What to work on. Write out the passage on medical pricing word for word, starting with "Perhaps medical and" and going on through "non-insurance payment model.".
[[ Supplied passage, beginning ]]
What specifically are the steps along the way that create that extra friction cost? What can regulators learn from those who give cash discounts as to system efficiency?

I suspect that there are service points that either can be eliminated entirely, consolidated with other service points or at least modified to be more efficient than they currently are.

It's a complex equation for sure, but it seems to my simplistic way of thinking that studying medical vendor pricing would yield some valuable insight into system efficiency. By understanding how certain legal, regulatory and insurance imposed constrictions or requirements add to the cost of services maybe overall system costs can be addressed in a meaningful fashion rather than the customary top end debate over reimbursement sets.

Perhaps medical and insurance executives could explain these economics to us and give us the insight that allows such deep discounting in the non-insurance payment model.
[[ Supplied passage, end ]]
[[ Extracted entries, beginning ]]
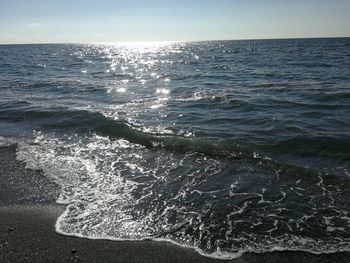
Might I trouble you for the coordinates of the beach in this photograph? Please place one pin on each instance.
(175, 152)
(27, 231)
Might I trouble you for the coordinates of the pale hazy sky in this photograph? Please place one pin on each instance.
(39, 21)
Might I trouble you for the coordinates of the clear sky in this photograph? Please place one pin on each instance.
(40, 21)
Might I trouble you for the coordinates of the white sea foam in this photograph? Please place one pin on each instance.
(116, 190)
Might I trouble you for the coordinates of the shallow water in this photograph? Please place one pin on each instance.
(227, 146)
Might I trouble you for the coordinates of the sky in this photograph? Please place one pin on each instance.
(86, 21)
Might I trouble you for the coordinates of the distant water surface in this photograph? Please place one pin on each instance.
(226, 146)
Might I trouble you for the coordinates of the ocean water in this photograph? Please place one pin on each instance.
(226, 146)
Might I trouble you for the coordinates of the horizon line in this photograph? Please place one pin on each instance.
(170, 41)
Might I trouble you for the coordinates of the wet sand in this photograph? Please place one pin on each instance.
(28, 214)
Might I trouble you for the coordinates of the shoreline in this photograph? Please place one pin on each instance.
(28, 214)
(27, 234)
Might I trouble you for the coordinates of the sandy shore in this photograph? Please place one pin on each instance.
(28, 214)
(27, 235)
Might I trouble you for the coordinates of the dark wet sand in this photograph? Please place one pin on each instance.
(28, 214)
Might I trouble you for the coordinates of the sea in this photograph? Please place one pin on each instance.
(225, 147)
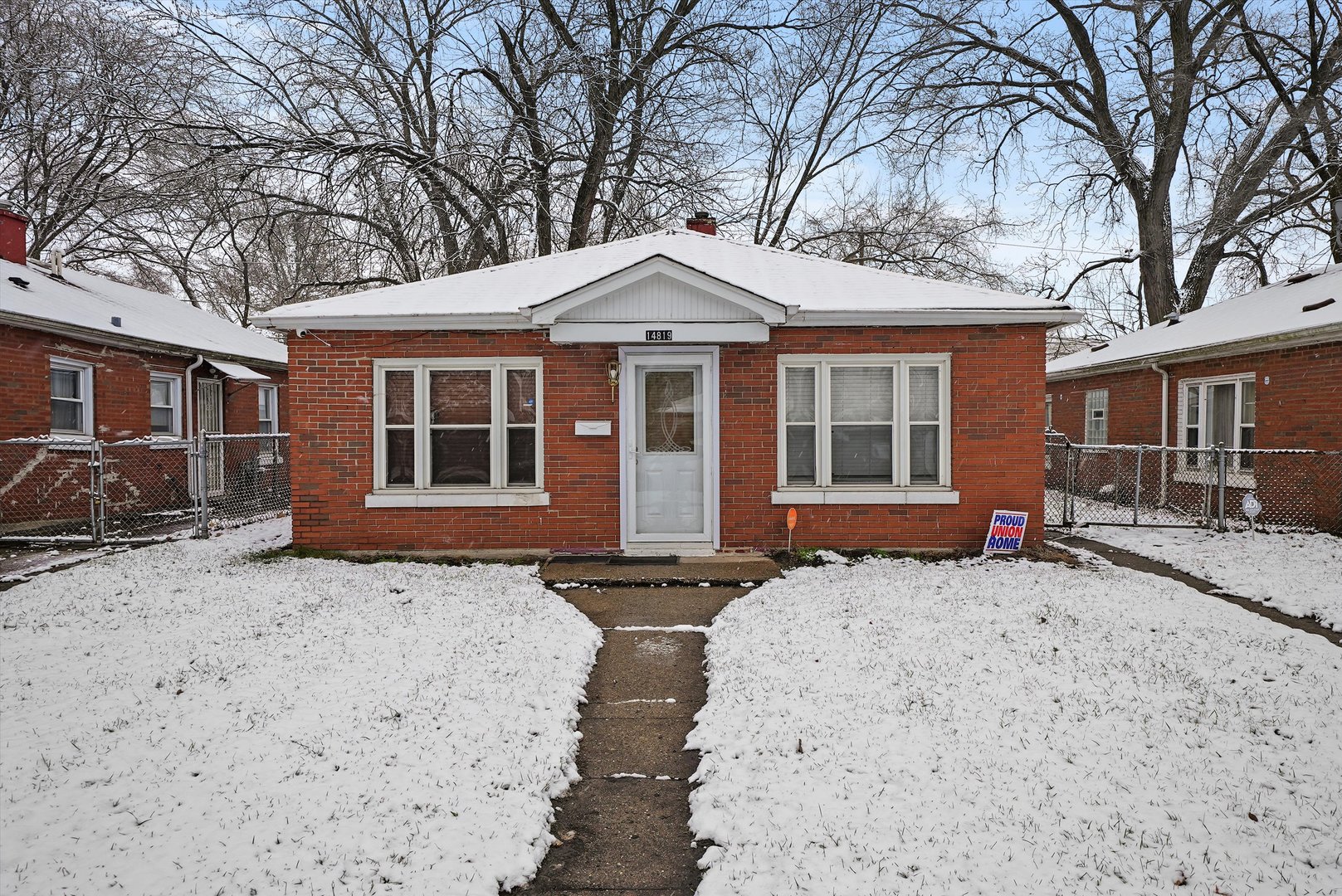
[[ Extracted entries, end ]]
Result for this exercise.
Perhaps medical and insurance executives could explain these economics to us and give us the insight that allows such deep discounting in the non-insurance payment model.